Exercise materials:
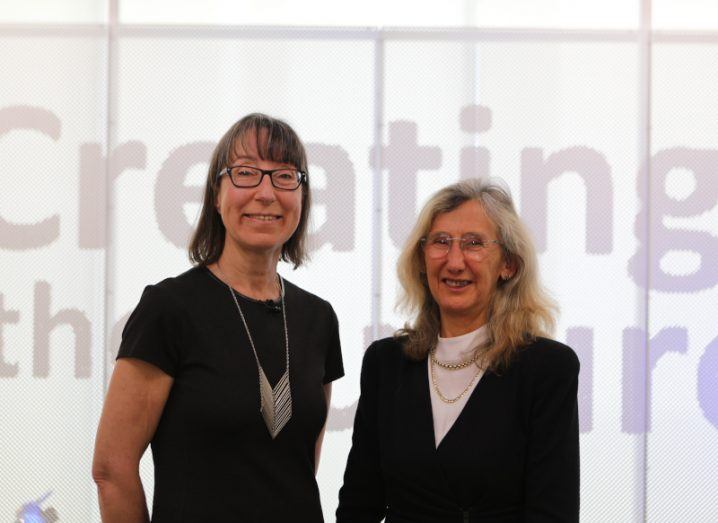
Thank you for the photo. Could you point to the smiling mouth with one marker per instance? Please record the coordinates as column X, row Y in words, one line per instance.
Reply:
column 456, row 284
column 264, row 217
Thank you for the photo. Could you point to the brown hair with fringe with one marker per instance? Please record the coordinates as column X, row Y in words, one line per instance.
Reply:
column 275, row 140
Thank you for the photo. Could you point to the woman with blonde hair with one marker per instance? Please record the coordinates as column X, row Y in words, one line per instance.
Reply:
column 470, row 412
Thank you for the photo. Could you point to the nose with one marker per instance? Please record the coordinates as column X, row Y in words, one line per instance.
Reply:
column 455, row 258
column 265, row 190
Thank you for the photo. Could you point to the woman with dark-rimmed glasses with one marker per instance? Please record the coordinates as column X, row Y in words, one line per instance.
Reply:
column 226, row 369
column 470, row 412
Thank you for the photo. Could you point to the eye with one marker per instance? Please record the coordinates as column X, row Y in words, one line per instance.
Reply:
column 285, row 176
column 474, row 243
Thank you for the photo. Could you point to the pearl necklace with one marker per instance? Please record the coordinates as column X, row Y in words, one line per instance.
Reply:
column 436, row 386
column 452, row 366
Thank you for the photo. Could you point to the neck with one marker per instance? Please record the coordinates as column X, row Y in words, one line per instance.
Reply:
column 253, row 274
column 455, row 325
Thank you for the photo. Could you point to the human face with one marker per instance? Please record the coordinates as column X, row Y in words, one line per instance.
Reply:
column 463, row 287
column 258, row 219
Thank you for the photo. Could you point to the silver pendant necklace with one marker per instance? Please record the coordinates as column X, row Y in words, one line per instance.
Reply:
column 275, row 404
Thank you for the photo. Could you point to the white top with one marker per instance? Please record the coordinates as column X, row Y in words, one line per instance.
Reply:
column 452, row 382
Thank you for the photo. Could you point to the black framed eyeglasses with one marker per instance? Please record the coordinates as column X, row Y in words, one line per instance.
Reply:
column 438, row 245
column 246, row 176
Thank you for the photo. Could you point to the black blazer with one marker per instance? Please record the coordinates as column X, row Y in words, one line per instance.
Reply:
column 511, row 456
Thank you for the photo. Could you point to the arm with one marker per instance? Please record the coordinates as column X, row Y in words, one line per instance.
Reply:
column 133, row 406
column 320, row 438
column 552, row 466
column 362, row 498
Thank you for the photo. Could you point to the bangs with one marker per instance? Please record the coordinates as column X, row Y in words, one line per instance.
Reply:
column 273, row 141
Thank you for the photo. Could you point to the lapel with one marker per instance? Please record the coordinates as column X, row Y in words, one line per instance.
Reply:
column 414, row 431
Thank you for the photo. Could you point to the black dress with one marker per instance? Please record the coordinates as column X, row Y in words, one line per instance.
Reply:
column 511, row 456
column 214, row 458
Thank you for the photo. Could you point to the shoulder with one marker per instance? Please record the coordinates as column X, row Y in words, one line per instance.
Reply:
column 385, row 353
column 546, row 356
column 175, row 294
column 307, row 298
column 187, row 281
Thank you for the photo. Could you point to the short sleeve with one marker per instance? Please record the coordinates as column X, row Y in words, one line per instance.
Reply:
column 153, row 331
column 333, row 365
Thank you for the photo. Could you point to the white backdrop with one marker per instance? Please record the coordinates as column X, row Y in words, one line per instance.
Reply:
column 607, row 136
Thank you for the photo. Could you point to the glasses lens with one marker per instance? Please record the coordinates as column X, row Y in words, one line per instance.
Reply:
column 474, row 247
column 243, row 176
column 437, row 246
column 286, row 179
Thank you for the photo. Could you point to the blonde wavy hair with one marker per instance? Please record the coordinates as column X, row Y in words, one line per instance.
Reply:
column 519, row 311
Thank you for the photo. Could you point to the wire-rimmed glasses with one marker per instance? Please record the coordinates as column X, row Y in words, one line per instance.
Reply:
column 438, row 245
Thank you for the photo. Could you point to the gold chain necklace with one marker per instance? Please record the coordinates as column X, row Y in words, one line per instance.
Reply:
column 438, row 392
column 452, row 366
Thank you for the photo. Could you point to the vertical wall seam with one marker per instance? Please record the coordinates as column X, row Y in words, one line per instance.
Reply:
column 377, row 185
column 645, row 33
column 110, row 132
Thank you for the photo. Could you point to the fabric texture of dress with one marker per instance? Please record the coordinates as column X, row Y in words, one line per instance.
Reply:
column 213, row 456
column 511, row 456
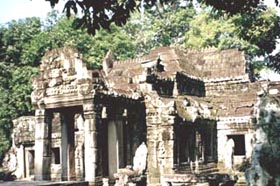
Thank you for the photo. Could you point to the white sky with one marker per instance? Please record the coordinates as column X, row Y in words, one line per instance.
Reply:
column 19, row 9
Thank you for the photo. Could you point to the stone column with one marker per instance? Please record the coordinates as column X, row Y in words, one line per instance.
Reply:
column 115, row 142
column 160, row 141
column 42, row 145
column 67, row 146
column 91, row 154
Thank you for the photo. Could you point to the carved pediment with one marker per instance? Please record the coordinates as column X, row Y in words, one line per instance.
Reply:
column 62, row 72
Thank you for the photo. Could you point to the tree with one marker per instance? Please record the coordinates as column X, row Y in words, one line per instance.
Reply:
column 100, row 14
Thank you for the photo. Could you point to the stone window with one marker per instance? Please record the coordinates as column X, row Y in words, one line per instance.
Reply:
column 239, row 144
column 56, row 155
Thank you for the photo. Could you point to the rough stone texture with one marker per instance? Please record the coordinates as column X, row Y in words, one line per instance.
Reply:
column 183, row 104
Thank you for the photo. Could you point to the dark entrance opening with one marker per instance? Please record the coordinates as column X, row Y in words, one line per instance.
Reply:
column 56, row 155
column 239, row 144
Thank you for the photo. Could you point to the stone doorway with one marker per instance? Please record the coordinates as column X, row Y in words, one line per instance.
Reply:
column 29, row 162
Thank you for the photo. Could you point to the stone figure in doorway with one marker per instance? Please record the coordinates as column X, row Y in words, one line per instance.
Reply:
column 229, row 151
column 138, row 168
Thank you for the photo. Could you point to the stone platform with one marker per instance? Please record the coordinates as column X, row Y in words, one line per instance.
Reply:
column 43, row 183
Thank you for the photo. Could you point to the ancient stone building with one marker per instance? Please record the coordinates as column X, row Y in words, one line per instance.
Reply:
column 193, row 110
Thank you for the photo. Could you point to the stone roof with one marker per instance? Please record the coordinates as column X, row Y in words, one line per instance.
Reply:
column 207, row 65
column 212, row 64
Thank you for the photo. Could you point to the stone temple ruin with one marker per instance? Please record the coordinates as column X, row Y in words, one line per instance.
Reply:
column 191, row 110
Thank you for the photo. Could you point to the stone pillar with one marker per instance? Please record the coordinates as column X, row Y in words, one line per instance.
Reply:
column 79, row 154
column 67, row 146
column 42, row 145
column 115, row 142
column 160, row 141
column 91, row 154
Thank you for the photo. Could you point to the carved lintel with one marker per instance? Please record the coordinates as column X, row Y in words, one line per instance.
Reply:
column 85, row 89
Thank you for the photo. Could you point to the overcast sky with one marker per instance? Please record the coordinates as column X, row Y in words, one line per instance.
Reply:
column 17, row 9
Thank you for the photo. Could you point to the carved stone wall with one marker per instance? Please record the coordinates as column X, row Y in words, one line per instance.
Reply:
column 160, row 139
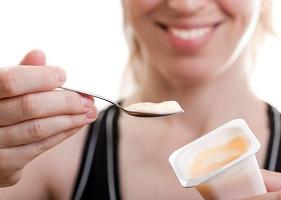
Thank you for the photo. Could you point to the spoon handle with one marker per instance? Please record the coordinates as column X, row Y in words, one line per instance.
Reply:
column 92, row 95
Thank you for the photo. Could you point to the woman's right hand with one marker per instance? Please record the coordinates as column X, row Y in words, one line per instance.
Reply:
column 33, row 116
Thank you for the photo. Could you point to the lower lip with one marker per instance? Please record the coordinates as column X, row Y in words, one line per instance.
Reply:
column 190, row 45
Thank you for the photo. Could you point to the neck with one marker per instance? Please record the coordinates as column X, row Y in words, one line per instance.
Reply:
column 208, row 104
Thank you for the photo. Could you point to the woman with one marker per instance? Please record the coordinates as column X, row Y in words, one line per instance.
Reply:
column 197, row 52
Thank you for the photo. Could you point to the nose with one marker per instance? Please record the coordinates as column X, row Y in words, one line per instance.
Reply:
column 186, row 6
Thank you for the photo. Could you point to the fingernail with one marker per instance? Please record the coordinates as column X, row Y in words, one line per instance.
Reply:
column 91, row 114
column 61, row 76
column 87, row 102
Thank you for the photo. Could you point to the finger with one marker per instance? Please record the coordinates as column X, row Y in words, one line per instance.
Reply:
column 268, row 196
column 272, row 180
column 44, row 104
column 19, row 80
column 35, row 57
column 35, row 130
column 16, row 158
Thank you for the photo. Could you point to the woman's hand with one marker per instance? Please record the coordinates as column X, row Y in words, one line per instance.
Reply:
column 33, row 116
column 272, row 181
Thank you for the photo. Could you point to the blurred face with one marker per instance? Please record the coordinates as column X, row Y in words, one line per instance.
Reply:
column 192, row 39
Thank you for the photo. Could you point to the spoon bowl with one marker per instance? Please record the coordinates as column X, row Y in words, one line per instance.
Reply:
column 129, row 112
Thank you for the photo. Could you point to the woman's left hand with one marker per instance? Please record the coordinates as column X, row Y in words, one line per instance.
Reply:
column 272, row 182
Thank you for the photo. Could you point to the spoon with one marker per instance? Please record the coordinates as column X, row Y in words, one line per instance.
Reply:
column 129, row 112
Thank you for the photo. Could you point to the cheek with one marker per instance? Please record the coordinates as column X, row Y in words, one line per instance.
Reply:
column 242, row 9
column 138, row 8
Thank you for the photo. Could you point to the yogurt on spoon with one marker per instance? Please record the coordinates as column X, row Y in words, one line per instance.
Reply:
column 165, row 107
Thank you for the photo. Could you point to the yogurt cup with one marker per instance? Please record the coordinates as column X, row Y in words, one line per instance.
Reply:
column 221, row 164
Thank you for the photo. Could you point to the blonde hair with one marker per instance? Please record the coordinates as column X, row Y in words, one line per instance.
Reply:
column 264, row 28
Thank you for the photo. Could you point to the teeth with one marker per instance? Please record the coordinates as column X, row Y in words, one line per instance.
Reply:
column 190, row 34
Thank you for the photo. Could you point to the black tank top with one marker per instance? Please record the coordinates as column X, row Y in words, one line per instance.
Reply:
column 98, row 174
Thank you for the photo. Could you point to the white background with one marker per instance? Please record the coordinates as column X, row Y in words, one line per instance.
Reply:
column 85, row 37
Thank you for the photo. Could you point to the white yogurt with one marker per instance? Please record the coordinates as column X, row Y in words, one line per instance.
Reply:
column 165, row 107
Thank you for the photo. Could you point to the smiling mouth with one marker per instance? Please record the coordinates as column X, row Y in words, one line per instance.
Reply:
column 188, row 38
column 190, row 33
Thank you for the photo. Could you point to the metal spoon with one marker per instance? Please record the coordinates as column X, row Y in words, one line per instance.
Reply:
column 129, row 112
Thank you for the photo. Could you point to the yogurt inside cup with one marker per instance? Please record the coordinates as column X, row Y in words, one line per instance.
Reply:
column 221, row 164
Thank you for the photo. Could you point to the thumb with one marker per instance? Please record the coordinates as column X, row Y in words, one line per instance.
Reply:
column 268, row 196
column 35, row 57
column 272, row 180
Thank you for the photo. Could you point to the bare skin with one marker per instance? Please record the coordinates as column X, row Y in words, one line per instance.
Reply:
column 52, row 175
column 34, row 119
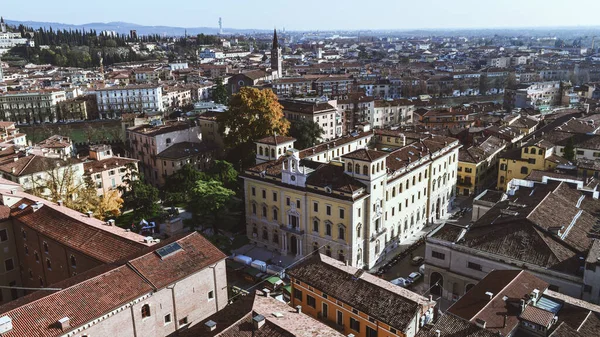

Given exercise: Collect every line of the records that contains the word "face" and copy each one.

Problem solution:
Thank you for the photo. Could you point to the human face with one marker per instance? Please record the coordinates as column X, row Y in words, one line per instance.
Thank you for the photo. Could you point to the blurred face with one marker per instance? Please record the coordinates as column X, row Y in words, one line per instance.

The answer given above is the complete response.